GOAL OF THE EXERCISE: For the listing below, give the count of lines containing the string "sheet" and nothing else.

DATA TO USE:
◆ ◆ ◆
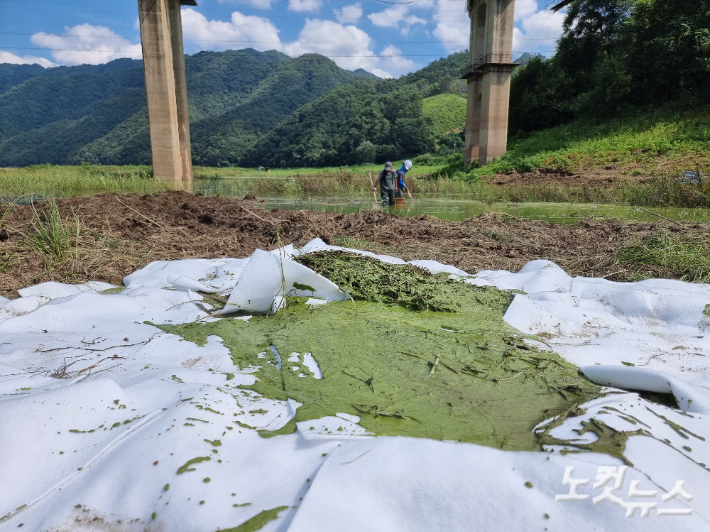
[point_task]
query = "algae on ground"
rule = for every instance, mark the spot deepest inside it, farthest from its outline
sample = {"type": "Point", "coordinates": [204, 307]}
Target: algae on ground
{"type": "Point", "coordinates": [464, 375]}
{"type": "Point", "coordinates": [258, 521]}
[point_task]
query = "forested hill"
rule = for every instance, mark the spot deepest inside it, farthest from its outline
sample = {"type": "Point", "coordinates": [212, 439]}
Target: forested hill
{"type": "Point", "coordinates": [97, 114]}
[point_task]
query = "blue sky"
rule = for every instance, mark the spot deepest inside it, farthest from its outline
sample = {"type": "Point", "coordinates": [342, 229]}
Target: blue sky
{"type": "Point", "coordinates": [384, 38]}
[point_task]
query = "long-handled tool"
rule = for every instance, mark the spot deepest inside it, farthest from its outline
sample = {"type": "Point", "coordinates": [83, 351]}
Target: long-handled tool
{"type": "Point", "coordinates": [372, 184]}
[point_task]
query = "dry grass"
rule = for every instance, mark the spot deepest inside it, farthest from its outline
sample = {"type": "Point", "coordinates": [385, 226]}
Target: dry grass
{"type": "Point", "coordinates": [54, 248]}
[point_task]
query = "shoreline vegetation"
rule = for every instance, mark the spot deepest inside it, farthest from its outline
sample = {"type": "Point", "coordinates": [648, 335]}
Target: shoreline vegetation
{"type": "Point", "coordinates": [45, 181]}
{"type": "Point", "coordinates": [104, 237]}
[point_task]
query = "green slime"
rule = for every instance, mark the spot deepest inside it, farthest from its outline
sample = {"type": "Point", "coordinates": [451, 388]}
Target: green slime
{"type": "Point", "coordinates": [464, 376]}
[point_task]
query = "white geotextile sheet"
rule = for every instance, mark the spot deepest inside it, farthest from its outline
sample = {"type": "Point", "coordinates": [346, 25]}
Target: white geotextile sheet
◆ ◆ ◆
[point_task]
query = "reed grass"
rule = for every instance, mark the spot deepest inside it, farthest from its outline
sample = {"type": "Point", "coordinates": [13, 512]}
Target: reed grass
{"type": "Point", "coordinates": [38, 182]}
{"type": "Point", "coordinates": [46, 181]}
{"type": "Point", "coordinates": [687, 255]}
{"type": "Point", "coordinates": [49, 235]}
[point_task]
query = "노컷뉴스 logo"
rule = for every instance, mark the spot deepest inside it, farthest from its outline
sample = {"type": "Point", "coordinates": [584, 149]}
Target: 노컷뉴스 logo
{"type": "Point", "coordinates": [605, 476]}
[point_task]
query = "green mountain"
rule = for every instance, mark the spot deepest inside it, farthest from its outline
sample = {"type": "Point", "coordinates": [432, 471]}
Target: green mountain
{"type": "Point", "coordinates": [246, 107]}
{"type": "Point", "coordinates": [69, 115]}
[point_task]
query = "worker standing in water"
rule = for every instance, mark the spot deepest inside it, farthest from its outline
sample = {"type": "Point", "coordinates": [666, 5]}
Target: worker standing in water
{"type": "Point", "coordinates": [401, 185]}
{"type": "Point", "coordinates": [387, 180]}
◆ ◆ ◆
RESPONSE: 2